Your task: The answer must be every record below, repeated exactly.

The data:
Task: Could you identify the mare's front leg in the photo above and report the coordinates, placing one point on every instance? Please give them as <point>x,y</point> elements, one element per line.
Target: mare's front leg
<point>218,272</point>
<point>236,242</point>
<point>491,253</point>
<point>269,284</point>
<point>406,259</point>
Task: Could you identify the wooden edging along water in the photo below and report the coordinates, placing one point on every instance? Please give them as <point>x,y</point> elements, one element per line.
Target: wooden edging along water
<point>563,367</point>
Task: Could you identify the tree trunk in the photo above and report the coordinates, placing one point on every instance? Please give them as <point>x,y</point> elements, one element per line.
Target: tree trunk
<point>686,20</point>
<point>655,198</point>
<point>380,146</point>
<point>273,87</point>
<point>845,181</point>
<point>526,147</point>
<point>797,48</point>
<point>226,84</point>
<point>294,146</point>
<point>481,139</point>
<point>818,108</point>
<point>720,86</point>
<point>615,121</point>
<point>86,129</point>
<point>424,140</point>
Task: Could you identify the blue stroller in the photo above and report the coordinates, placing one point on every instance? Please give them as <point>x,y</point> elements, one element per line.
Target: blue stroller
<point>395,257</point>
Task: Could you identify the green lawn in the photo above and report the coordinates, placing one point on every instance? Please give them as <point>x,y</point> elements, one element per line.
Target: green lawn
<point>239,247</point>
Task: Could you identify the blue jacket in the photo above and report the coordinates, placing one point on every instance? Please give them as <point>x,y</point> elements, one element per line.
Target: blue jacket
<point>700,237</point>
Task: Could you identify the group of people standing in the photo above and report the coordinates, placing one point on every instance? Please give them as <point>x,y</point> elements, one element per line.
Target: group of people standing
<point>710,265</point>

Answer section:
Task: Could you identify the mare's front leg in the photo above and report the coordinates, placing one point on every instance? Please give them as <point>x,y</point> elements, one element per line.
Target: mare's front leg
<point>218,272</point>
<point>236,242</point>
<point>491,253</point>
<point>269,284</point>
<point>406,259</point>
Task: Could you identify the wooden edging along water in the photo below and report the coordinates, placing one point on every instance? Please give them as <point>x,y</point> elements, one element per line.
Target: wooden edging along water
<point>563,367</point>
Task: Could you identify the tree trunk in the photo above and report the coordinates, placing one point on every instance? Please give them as <point>x,y</point> elements, one element per line.
Target: tree trunk
<point>686,20</point>
<point>655,198</point>
<point>380,146</point>
<point>273,87</point>
<point>845,181</point>
<point>526,147</point>
<point>797,48</point>
<point>226,84</point>
<point>294,146</point>
<point>481,139</point>
<point>818,108</point>
<point>720,86</point>
<point>615,121</point>
<point>86,129</point>
<point>424,140</point>
Task: Could you identify the blue stroller in the photo above and report the coordinates, placing one point on every instance? Please give them as <point>x,y</point> elements, one element per line.
Target: blue stroller
<point>395,257</point>
Task: Could you identify the green lawn in the photo above and report the coordinates, placing one point on every instance? Please give them as <point>x,y</point> elements, one element per line.
Target: green lawn
<point>239,247</point>
Task: Could you identify the blue jacket in the photo above and report the coordinates, placing one point on every instance? Please give them as <point>x,y</point> elements, one element per line.
Target: blue jacket
<point>700,237</point>
Task: Could you identify the group of people standing in the photo above and report the coordinates, placing one point on every instance? Please give them as <point>x,y</point> elements, one element per line.
Target: group of people standing
<point>710,265</point>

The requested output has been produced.